#### Records for this exercise ####

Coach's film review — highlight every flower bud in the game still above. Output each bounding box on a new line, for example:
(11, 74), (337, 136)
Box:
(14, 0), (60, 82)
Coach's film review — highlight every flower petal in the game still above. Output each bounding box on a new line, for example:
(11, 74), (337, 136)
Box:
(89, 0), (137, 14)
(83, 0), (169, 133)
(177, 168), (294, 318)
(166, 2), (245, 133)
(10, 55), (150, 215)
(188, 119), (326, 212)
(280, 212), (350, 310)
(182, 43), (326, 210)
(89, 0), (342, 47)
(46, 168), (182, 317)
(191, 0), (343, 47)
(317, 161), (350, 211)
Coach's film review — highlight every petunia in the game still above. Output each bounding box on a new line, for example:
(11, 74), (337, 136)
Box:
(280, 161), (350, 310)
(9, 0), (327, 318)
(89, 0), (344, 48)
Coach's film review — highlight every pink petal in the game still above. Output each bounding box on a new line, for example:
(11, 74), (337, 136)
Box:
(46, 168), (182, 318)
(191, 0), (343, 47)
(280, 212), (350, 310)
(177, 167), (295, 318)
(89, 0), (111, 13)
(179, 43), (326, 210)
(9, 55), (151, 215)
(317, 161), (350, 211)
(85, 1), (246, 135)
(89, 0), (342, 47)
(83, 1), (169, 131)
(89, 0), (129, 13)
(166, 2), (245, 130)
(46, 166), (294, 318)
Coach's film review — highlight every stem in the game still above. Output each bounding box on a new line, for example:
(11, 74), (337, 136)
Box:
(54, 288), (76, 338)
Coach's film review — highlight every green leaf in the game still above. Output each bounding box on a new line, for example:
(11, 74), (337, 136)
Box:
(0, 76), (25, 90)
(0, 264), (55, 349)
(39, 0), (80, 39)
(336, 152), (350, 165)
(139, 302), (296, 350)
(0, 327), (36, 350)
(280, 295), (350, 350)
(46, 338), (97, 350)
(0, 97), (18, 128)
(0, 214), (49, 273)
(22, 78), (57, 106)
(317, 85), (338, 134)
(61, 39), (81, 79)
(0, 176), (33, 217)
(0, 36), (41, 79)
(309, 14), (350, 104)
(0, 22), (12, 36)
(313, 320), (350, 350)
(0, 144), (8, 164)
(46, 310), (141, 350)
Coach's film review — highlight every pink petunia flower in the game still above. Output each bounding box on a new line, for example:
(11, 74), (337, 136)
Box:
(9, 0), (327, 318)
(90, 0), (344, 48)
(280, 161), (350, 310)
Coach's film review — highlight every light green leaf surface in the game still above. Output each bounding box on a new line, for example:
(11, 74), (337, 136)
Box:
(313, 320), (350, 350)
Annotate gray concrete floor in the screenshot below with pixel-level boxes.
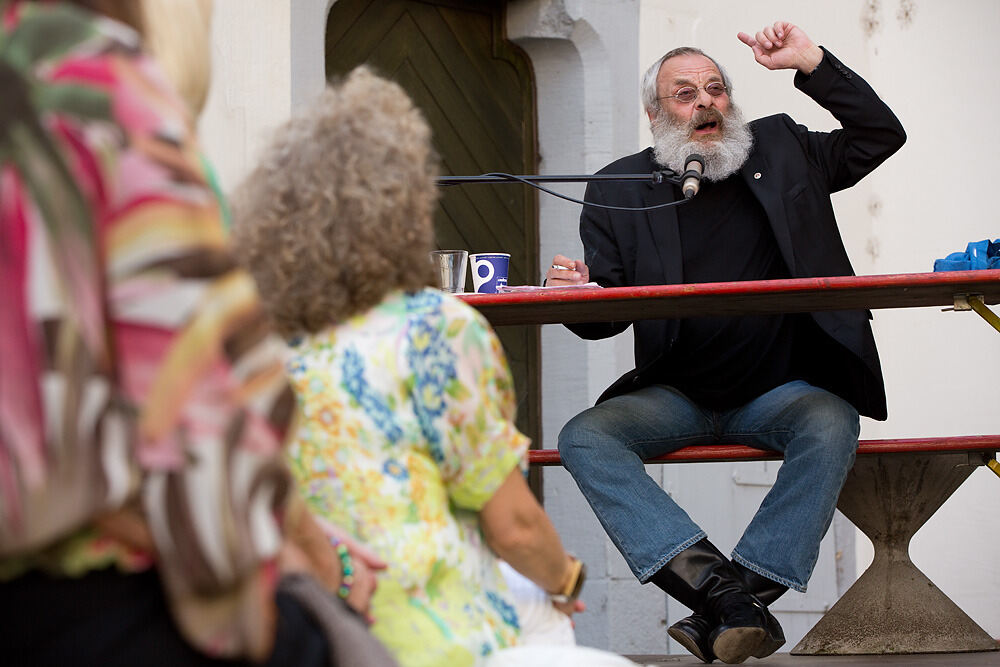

####

§ Exercise aim
For the records above, output each one exactly and skip any image.

§ Expected output
Coach's film review — highlight every flower bud in the game still above. Output each bounding box on a new line, for example:
(11, 74), (337, 136)
Box:
(14, 0), (60, 82)
Coach's film review — highlight every flower petal in the game still above. Output each bounding box on a new line, for example:
(11, 74), (337, 136)
Box:
(89, 0), (137, 14)
(83, 0), (169, 133)
(177, 168), (294, 318)
(166, 2), (245, 133)
(10, 55), (150, 215)
(188, 119), (326, 212)
(280, 212), (350, 310)
(182, 43), (326, 210)
(89, 0), (342, 47)
(46, 168), (182, 317)
(191, 0), (343, 47)
(317, 161), (350, 211)
Coach's film review — highlight every petunia in the game still above. Output each bounding box on a new line, for example:
(11, 74), (337, 136)
Box:
(280, 161), (350, 310)
(9, 0), (327, 318)
(89, 0), (344, 48)
Coach's film review — highlight every pink petal in the game still above. Output each bounding box on a new line, for example:
(11, 74), (337, 136)
Box:
(46, 168), (182, 318)
(191, 0), (343, 47)
(280, 212), (350, 310)
(177, 167), (295, 318)
(89, 0), (111, 13)
(179, 43), (326, 210)
(9, 55), (151, 215)
(317, 161), (350, 211)
(85, 1), (246, 135)
(89, 0), (342, 47)
(83, 1), (169, 131)
(89, 0), (129, 13)
(166, 2), (245, 130)
(46, 166), (294, 318)
Coach's film review — highlight every stem in the game still above. Output each bounding box on a new line, for example:
(11, 74), (337, 136)
Box:
(54, 288), (76, 338)
Coach's film review — highlight every green leaf in the game still above. Output each bounding box on a new line, for example:
(11, 74), (337, 136)
Box:
(0, 76), (25, 90)
(0, 264), (55, 349)
(39, 0), (80, 39)
(336, 152), (350, 165)
(139, 302), (296, 350)
(0, 327), (36, 350)
(280, 295), (350, 350)
(46, 338), (97, 350)
(0, 97), (18, 128)
(0, 214), (49, 273)
(22, 78), (57, 106)
(317, 85), (338, 134)
(61, 39), (81, 79)
(0, 176), (33, 217)
(0, 36), (41, 79)
(309, 14), (350, 104)
(0, 22), (12, 36)
(313, 320), (350, 350)
(0, 144), (8, 164)
(46, 310), (141, 350)
Coach's film review — highlight every pink petunia flower in the game still above. Output each bounding box on a new line, for example:
(11, 74), (337, 136)
Box:
(9, 0), (327, 318)
(90, 0), (344, 48)
(280, 161), (350, 310)
Coach's film review — highlight every light green leaf surface in the game still above. Output each bounding box on a new line, for example:
(11, 74), (337, 136)
Box:
(313, 320), (350, 350)
Annotate gray concrete floor in the screenshot below with pixel-level boxes.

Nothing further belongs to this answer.